A run of records:
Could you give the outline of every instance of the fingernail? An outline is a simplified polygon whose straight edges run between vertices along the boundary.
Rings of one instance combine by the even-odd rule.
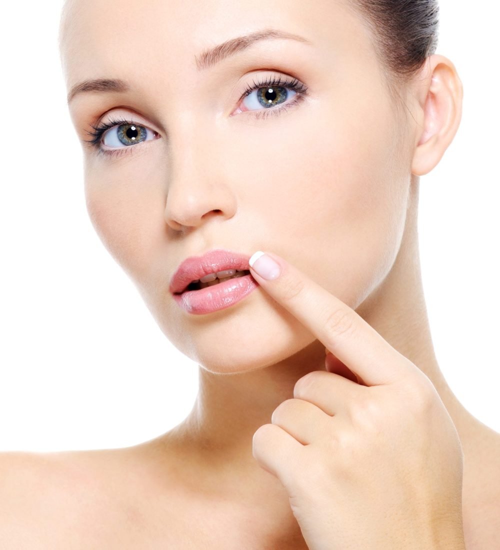
[[[248,261],[250,267],[263,279],[273,280],[279,276],[281,268],[270,256],[258,250]]]

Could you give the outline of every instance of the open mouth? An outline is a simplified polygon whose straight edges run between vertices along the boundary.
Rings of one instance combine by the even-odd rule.
[[[219,279],[218,277],[216,277],[213,280],[208,281],[207,283],[202,283],[199,279],[197,280],[190,283],[182,292],[186,292],[188,290],[200,290],[207,287],[211,287],[215,284],[218,284],[219,283],[223,283],[224,281],[228,280],[229,279],[235,279],[237,277],[244,277],[245,275],[249,274],[250,271],[245,270],[243,271],[237,271],[234,275],[224,277],[222,279]]]

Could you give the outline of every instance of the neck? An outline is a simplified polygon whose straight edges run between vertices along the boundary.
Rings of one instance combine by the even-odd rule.
[[[428,377],[455,424],[464,455],[474,457],[477,441],[488,430],[494,432],[460,404],[438,365],[421,276],[417,180],[412,185],[412,193],[394,265],[356,311]],[[282,402],[293,397],[297,380],[311,371],[325,370],[324,362],[325,346],[316,340],[279,363],[248,372],[218,375],[200,367],[198,395],[189,415],[179,426],[189,456],[197,455],[199,464],[215,469],[218,474],[230,465],[229,470],[233,474],[246,476],[241,479],[259,479],[262,471],[252,456],[253,434],[259,426],[271,422],[273,411]]]

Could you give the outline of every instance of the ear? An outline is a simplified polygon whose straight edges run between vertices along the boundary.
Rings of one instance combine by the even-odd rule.
[[[453,64],[437,54],[427,58],[415,85],[417,126],[411,173],[424,175],[438,164],[457,133],[463,87]]]

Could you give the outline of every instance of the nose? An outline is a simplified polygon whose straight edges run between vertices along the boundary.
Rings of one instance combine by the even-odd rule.
[[[200,227],[215,217],[232,217],[236,210],[234,189],[224,173],[223,141],[217,143],[213,129],[210,137],[214,139],[210,140],[195,129],[190,139],[171,150],[164,215],[169,227],[178,232]]]

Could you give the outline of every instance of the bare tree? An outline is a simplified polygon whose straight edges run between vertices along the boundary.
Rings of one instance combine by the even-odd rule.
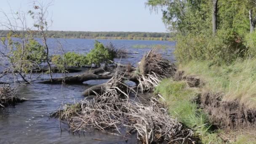
[[[217,31],[218,0],[213,0],[213,35],[215,36]]]
[[[38,30],[40,31],[42,35],[43,43],[46,51],[46,61],[49,68],[50,77],[51,81],[52,81],[52,70],[48,59],[49,47],[47,43],[47,32],[49,27],[47,19],[49,14],[48,8],[52,5],[53,2],[53,0],[52,0],[48,3],[45,4],[43,2],[40,3],[38,1],[34,1],[33,7],[35,10],[37,11],[35,13],[30,11],[32,18],[35,20],[34,26],[38,28]],[[51,21],[52,21],[51,20]]]

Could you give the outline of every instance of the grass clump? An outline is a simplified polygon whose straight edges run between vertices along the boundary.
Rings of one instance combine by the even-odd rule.
[[[165,99],[169,115],[187,126],[194,128],[203,143],[211,141],[221,143],[217,133],[211,130],[207,114],[199,109],[197,104],[193,101],[198,93],[198,90],[188,88],[184,81],[165,79],[156,88],[155,92],[161,93]]]
[[[256,59],[237,60],[221,66],[192,61],[179,67],[186,75],[202,77],[206,82],[205,89],[224,93],[223,101],[238,101],[248,108],[256,108]]]

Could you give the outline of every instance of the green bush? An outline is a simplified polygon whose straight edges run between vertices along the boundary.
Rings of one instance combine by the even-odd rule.
[[[19,71],[21,69],[22,71],[27,72],[45,61],[46,54],[44,47],[36,40],[29,40],[24,48],[19,42],[15,42],[14,44],[16,49],[11,49],[11,58],[12,62],[16,64],[16,70]]]
[[[94,48],[86,55],[69,52],[62,56],[53,56],[51,61],[61,71],[64,70],[67,67],[81,67],[92,64],[99,67],[102,63],[107,64],[110,62],[109,60],[113,60],[117,50],[112,45],[106,48],[102,43],[96,41]]]
[[[103,62],[106,64],[109,64],[109,60],[113,60],[114,56],[111,54],[103,44],[96,41],[94,48],[87,54],[86,57],[88,65],[94,64],[95,66],[98,67]]]
[[[248,54],[250,57],[256,55],[256,32],[254,31],[245,36],[245,45],[248,48]]]
[[[178,35],[174,53],[180,63],[205,60],[230,63],[245,53],[246,47],[232,29],[220,29],[215,37],[200,34]]]

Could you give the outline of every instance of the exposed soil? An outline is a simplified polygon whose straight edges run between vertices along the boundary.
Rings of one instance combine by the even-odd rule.
[[[226,130],[255,125],[255,109],[247,109],[237,101],[222,101],[223,96],[223,93],[205,92],[201,96],[200,107],[209,114],[214,124]]]
[[[200,78],[193,76],[184,76],[184,71],[178,71],[173,79],[185,80],[189,87],[201,87],[204,85]],[[254,127],[256,109],[247,108],[237,101],[222,101],[223,93],[214,93],[203,91],[193,100],[199,108],[207,112],[214,125],[225,130]]]

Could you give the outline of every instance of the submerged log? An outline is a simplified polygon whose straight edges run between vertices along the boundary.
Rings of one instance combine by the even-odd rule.
[[[59,72],[59,69],[56,67],[53,67],[51,69],[52,72],[53,73],[61,72]],[[77,67],[67,67],[67,71],[69,73],[72,72],[78,72],[82,71],[80,68]],[[33,69],[32,71],[32,72],[46,72],[49,71],[49,68],[48,67],[42,67],[40,68],[35,69]]]
[[[93,95],[94,93],[100,93],[101,91],[104,91],[107,87],[107,83],[103,83],[95,85],[86,89],[83,92],[82,95],[84,96]]]
[[[57,84],[64,83],[66,84],[80,83],[83,82],[92,80],[109,79],[112,77],[112,72],[106,72],[102,68],[99,68],[89,72],[86,72],[83,74],[72,77],[67,77],[53,79],[52,81],[47,80],[40,82],[40,83]]]

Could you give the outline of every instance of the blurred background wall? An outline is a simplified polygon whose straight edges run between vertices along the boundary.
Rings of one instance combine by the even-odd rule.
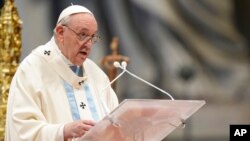
[[[1,4],[3,1],[1,1]],[[230,124],[250,124],[250,1],[248,0],[16,0],[23,21],[22,59],[46,43],[61,10],[88,7],[102,41],[90,56],[100,64],[112,37],[130,58],[128,69],[175,99],[206,100],[184,129],[166,140],[228,141]],[[124,75],[119,100],[168,97]]]

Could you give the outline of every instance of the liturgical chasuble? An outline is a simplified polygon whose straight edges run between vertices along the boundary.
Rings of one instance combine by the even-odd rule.
[[[90,59],[83,68],[83,77],[70,69],[54,38],[32,51],[11,83],[5,141],[63,141],[64,124],[78,118],[98,121],[105,107],[114,109],[118,99],[106,88],[105,73]]]

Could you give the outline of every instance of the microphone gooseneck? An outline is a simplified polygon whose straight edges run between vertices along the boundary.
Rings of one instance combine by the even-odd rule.
[[[114,62],[114,66],[115,66],[116,68],[120,68],[120,69],[123,70],[121,74],[123,74],[124,72],[127,72],[129,75],[133,76],[134,78],[136,78],[136,79],[138,79],[138,80],[140,80],[140,81],[142,81],[142,82],[148,84],[149,86],[151,86],[151,87],[157,89],[158,91],[160,91],[160,92],[166,94],[168,97],[170,97],[171,100],[174,100],[174,98],[173,98],[173,97],[171,96],[171,94],[169,94],[168,92],[166,92],[166,91],[164,91],[163,89],[161,89],[161,88],[159,88],[159,87],[157,87],[157,86],[155,86],[155,85],[149,83],[148,81],[146,81],[146,80],[140,78],[139,76],[137,76],[137,75],[133,74],[132,72],[130,72],[129,70],[127,70],[127,69],[126,69],[126,67],[127,67],[127,62],[123,61],[121,64],[120,64],[119,62]],[[119,77],[120,77],[120,76],[119,76]]]

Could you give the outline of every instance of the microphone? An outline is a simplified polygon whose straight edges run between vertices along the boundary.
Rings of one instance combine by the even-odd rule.
[[[120,64],[119,62],[114,62],[114,66],[115,66],[116,68],[122,69],[122,70],[123,70],[123,71],[122,71],[122,74],[123,74],[124,72],[127,72],[129,75],[133,76],[134,78],[136,78],[136,79],[138,79],[138,80],[140,80],[140,81],[142,81],[142,82],[148,84],[149,86],[151,86],[151,87],[157,89],[158,91],[160,91],[160,92],[166,94],[168,97],[170,97],[171,100],[174,100],[174,98],[172,97],[172,95],[169,94],[168,92],[164,91],[163,89],[161,89],[161,88],[159,88],[159,87],[157,87],[157,86],[155,86],[155,85],[149,83],[148,81],[146,81],[146,80],[140,78],[139,76],[133,74],[132,72],[128,71],[128,70],[126,69],[126,67],[127,67],[127,62],[123,61],[121,64]],[[120,77],[120,76],[119,76],[119,77]],[[119,78],[119,77],[118,77],[118,78]]]
[[[124,62],[125,62],[125,61],[124,61]],[[119,66],[121,66],[120,63],[117,62],[117,61],[115,61],[115,62],[113,63],[113,65],[114,65],[116,68],[119,67]],[[127,66],[127,63],[126,63],[126,62],[125,62],[125,63],[122,63],[122,67],[126,68],[126,66]],[[125,72],[126,72],[126,70],[124,69],[119,75],[117,75],[112,81],[110,81],[110,82],[106,85],[106,87],[104,87],[104,88],[101,90],[101,93],[103,93],[105,89],[107,89],[108,87],[110,87],[111,84],[113,84],[113,83],[114,83],[118,78],[120,78]],[[102,103],[102,106],[103,106],[105,115],[108,115],[108,113],[110,112],[110,109],[109,109],[108,106],[105,104],[105,102],[103,101],[102,98],[101,98],[101,103]]]

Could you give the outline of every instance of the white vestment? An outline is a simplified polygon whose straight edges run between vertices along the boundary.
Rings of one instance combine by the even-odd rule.
[[[114,109],[118,99],[111,87],[104,89],[109,84],[106,74],[90,59],[84,61],[83,68],[87,80],[69,68],[54,38],[32,51],[11,83],[5,141],[63,141],[63,127],[73,121],[65,84],[72,87],[81,119],[93,120],[85,83],[100,119],[105,116],[105,106]]]

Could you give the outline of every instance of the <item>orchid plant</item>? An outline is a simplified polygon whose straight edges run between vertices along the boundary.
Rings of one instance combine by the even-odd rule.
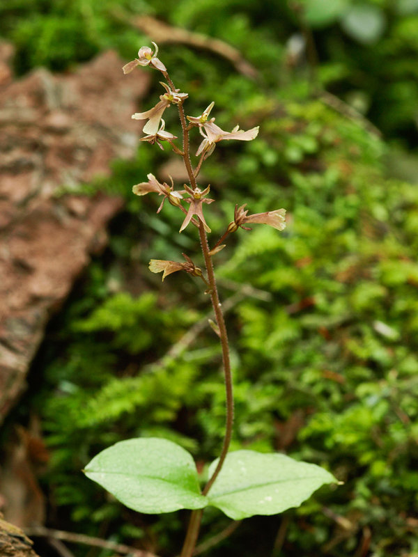
[[[186,168],[189,183],[182,189],[174,184],[160,182],[153,174],[148,174],[146,182],[133,187],[138,196],[154,193],[162,196],[157,212],[160,212],[166,199],[183,213],[180,232],[189,225],[197,229],[205,269],[202,270],[192,258],[183,253],[185,261],[152,259],[149,269],[153,273],[162,272],[162,280],[172,273],[185,271],[203,283],[204,292],[211,299],[216,322],[210,320],[219,337],[222,347],[223,377],[226,390],[226,426],[219,457],[209,467],[208,480],[201,489],[192,455],[180,446],[160,438],[138,438],[116,443],[97,455],[86,466],[86,475],[99,483],[116,499],[134,510],[144,513],[168,512],[179,509],[190,509],[191,517],[180,557],[190,557],[194,550],[203,509],[212,505],[221,509],[228,517],[240,519],[254,515],[274,515],[302,501],[323,484],[336,482],[328,471],[315,464],[296,461],[281,453],[265,454],[242,450],[229,452],[233,435],[233,395],[229,358],[228,335],[222,306],[215,282],[214,258],[226,246],[227,237],[239,228],[251,230],[248,224],[267,224],[279,231],[285,228],[284,209],[277,209],[255,214],[248,214],[246,204],[237,204],[233,219],[226,227],[220,238],[210,246],[208,235],[211,230],[206,222],[206,205],[215,200],[208,197],[210,186],[201,187],[198,176],[202,163],[213,152],[217,143],[222,141],[249,141],[258,133],[258,127],[244,131],[235,126],[225,132],[210,118],[214,103],[198,116],[186,116],[184,103],[187,93],[180,93],[166,66],[157,57],[158,47],[154,50],[142,47],[138,58],[126,64],[125,74],[137,66],[150,68],[160,72],[164,79],[161,84],[164,89],[159,102],[145,112],[132,118],[146,120],[142,131],[146,134],[141,141],[157,143],[163,149],[168,144],[180,157]],[[164,111],[172,104],[177,106],[181,126],[182,146],[175,141],[178,136],[165,130],[162,119]],[[196,152],[197,162],[194,166],[190,157],[190,132],[198,130],[201,141]]]

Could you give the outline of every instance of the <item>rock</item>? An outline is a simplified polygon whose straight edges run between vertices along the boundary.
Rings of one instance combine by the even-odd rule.
[[[148,74],[124,76],[105,52],[73,73],[36,70],[13,81],[10,45],[0,44],[0,423],[25,388],[45,325],[123,201],[58,196],[57,188],[109,173],[133,155],[131,120]]]
[[[0,555],[2,557],[38,557],[33,542],[20,530],[0,517]]]

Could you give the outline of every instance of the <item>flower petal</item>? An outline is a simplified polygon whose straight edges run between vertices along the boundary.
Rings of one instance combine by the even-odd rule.
[[[251,130],[247,130],[247,132],[243,130],[238,130],[238,132],[233,130],[230,134],[222,137],[222,139],[239,139],[241,141],[250,141],[258,135],[259,127],[259,126],[256,126],[256,127],[251,127]]]
[[[284,230],[286,228],[285,215],[286,209],[277,209],[275,211],[250,214],[245,217],[243,221],[257,224],[268,224],[278,230]]]
[[[154,68],[157,68],[157,70],[160,70],[160,72],[167,71],[167,68],[165,67],[165,65],[162,63],[162,62],[161,61],[161,60],[160,60],[159,58],[155,58],[155,56],[153,56],[150,63],[151,65],[153,65]]]
[[[123,68],[122,68],[122,71],[125,74],[130,74],[132,70],[137,68],[139,65],[139,62],[138,60],[132,60],[131,62],[128,62],[127,64],[125,64]]]
[[[181,271],[184,269],[185,263],[179,263],[177,261],[166,261],[164,259],[151,259],[148,268],[152,273],[161,273],[164,271],[162,280],[171,273],[176,271]]]

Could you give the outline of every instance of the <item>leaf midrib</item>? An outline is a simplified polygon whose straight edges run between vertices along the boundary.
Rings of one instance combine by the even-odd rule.
[[[317,476],[309,476],[309,477],[304,477],[304,478],[293,478],[291,480],[289,480],[289,479],[287,479],[287,480],[274,480],[274,481],[265,482],[264,483],[257,484],[256,485],[250,485],[248,487],[242,487],[241,489],[233,489],[232,491],[229,491],[229,492],[224,492],[224,493],[219,494],[218,495],[213,495],[212,497],[210,496],[210,494],[209,494],[208,496],[208,499],[210,501],[213,501],[213,500],[216,499],[217,497],[223,497],[225,495],[231,495],[231,494],[233,494],[233,493],[240,493],[241,492],[249,491],[250,489],[256,489],[258,487],[267,487],[268,485],[272,485],[273,484],[284,483],[284,482],[288,482],[288,481],[295,481],[295,482],[297,482],[297,481],[299,481],[300,480],[316,480],[316,479],[318,479],[318,477]],[[325,481],[324,481],[324,483],[325,483]],[[215,485],[216,485],[216,483],[215,483]]]
[[[128,476],[130,478],[146,478],[148,480],[158,480],[160,482],[166,482],[166,483],[169,483],[169,484],[171,484],[172,485],[175,485],[176,487],[181,487],[183,489],[184,489],[184,491],[188,491],[190,493],[193,493],[193,494],[194,494],[194,495],[201,495],[202,497],[205,496],[204,495],[202,495],[201,493],[200,493],[200,492],[192,492],[189,487],[184,487],[181,484],[176,483],[172,480],[167,480],[167,478],[161,478],[160,476],[148,476],[148,474],[141,474],[141,475],[135,476],[133,473],[131,473],[131,474],[126,473],[126,472],[114,472],[114,471],[111,471],[111,472],[108,472],[108,471],[99,472],[99,471],[92,471],[92,470],[87,470],[87,469],[85,470],[84,471],[86,471],[87,473],[93,473],[93,474],[108,474],[109,476],[110,475],[111,475],[111,476]]]

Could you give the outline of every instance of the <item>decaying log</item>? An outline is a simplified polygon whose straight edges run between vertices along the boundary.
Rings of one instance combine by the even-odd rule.
[[[38,69],[13,81],[12,49],[0,44],[0,423],[25,389],[45,327],[122,200],[57,196],[57,188],[109,172],[132,155],[131,114],[149,75],[124,76],[126,61],[106,52],[72,73]]]
[[[39,557],[32,549],[33,542],[20,528],[0,518],[0,555],[1,557]]]

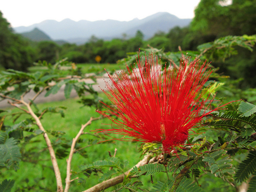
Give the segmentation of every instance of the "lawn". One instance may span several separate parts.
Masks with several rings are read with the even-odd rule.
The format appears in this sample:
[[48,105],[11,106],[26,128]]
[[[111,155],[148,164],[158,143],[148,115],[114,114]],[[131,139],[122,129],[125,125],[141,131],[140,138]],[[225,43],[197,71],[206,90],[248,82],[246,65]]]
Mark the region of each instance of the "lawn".
[[[105,95],[101,93],[100,97],[104,97]],[[41,120],[41,123],[45,129],[47,130],[64,132],[65,134],[63,136],[63,137],[67,139],[67,142],[70,144],[70,141],[72,141],[72,138],[74,138],[78,133],[82,124],[86,123],[90,117],[99,117],[99,114],[95,112],[95,108],[81,107],[82,105],[78,102],[78,98],[74,98],[38,104],[38,107],[39,109],[47,107],[58,106],[65,106],[67,108],[66,110],[65,110],[65,116],[64,118],[61,117],[58,114],[46,114]],[[18,111],[17,109],[14,108],[9,108],[7,110],[8,111],[8,113],[15,112]],[[18,120],[21,121],[28,117],[28,115],[24,115]],[[10,125],[13,124],[11,119],[8,118],[5,120]],[[109,122],[108,122],[108,120],[106,119],[93,121],[90,126],[86,128],[84,132],[89,132],[90,130],[96,128],[109,127],[109,125],[103,124],[108,123],[109,123]],[[82,135],[81,137],[81,139],[86,140],[95,138],[95,136],[88,134]],[[50,136],[50,138],[53,141],[54,143],[57,143],[57,140],[61,139],[53,136]],[[110,138],[110,137],[108,138]],[[40,135],[31,141],[31,143],[27,145],[23,150],[33,151],[34,148],[39,149],[39,151],[34,151],[35,153],[38,153],[36,155],[38,155],[38,160],[40,160],[39,162],[31,160],[29,156],[24,157],[25,161],[20,162],[19,170],[16,172],[14,171],[3,172],[2,173],[2,178],[15,180],[13,191],[19,191],[19,189],[21,186],[26,187],[28,191],[34,191],[38,187],[43,187],[44,186],[47,186],[48,190],[50,191],[55,190],[56,187],[56,179],[54,177],[48,151],[45,150],[46,144],[42,136]],[[21,143],[21,145],[24,144],[24,143]],[[81,146],[87,146],[86,143],[81,144]],[[87,148],[88,157],[86,158],[78,153],[74,154],[71,169],[74,172],[79,172],[81,171],[79,169],[80,165],[92,163],[94,161],[103,160],[108,158],[109,157],[108,152],[110,151],[111,154],[113,155],[115,148],[116,148],[117,152],[116,156],[122,158],[129,162],[125,170],[126,171],[142,159],[142,158],[140,158],[140,153],[138,152],[140,147],[141,143],[118,141],[115,141],[112,143],[103,142],[92,145]],[[55,149],[56,151],[56,149]],[[67,158],[67,157],[65,157],[62,159],[57,159],[63,184],[65,182],[66,176],[66,159]],[[87,179],[87,180],[85,184],[79,186],[78,186],[78,180],[73,181],[70,188],[70,191],[79,191],[88,189],[90,187],[97,184],[99,178],[99,176],[92,176],[88,179],[87,177],[81,174],[78,176],[74,173],[74,176],[72,176],[71,179],[75,178],[76,177],[81,177],[84,179]],[[114,188],[113,189],[114,190]]]
[[[113,72],[115,69],[119,69],[120,67],[122,68],[124,66],[121,66],[117,64],[78,64],[76,65],[78,67],[81,67],[81,72],[85,73],[95,73],[100,74],[105,72],[105,69],[108,72]],[[46,69],[46,67],[39,66],[33,66],[29,68],[28,70],[30,72],[36,72],[39,70]]]

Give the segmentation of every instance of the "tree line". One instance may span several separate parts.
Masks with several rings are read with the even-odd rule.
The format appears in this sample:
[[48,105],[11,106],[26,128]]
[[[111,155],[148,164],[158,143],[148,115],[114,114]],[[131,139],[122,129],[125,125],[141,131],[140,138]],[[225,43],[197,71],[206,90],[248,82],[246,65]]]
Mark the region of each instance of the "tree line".
[[[134,37],[104,40],[94,36],[82,45],[65,43],[59,45],[54,41],[30,41],[14,34],[10,24],[0,13],[0,66],[5,68],[25,71],[33,62],[46,60],[54,63],[67,57],[76,63],[96,63],[99,56],[100,63],[115,63],[126,57],[127,53],[150,46],[165,52],[183,50],[198,51],[198,46],[214,41],[228,35],[248,36],[256,34],[256,0],[233,0],[229,5],[225,1],[202,0],[195,10],[195,17],[189,26],[175,27],[167,33],[159,31],[149,39],[143,39],[138,31]],[[255,48],[252,53],[238,48],[239,55],[225,62],[215,55],[210,56],[212,64],[219,73],[232,78],[243,78],[241,87],[256,86]]]

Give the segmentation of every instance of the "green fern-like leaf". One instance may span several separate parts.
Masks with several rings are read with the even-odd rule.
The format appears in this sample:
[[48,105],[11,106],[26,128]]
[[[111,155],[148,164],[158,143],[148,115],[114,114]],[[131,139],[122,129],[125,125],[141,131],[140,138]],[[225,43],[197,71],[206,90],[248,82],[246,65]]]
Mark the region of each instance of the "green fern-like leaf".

PROBLEM TO SOLVE: Extract each line of the data that contains the string "span".

SOLUTION FOR THIS PROBLEM:
Give the segmentation of every instance of the "lawn". One instance may span several separate parts.
Give the segmentation of every instance of the "tree line". One instance may span several separate parts.
Give the segmentation of every instance of the "green fern-like leaf". One instance may span several separate parts.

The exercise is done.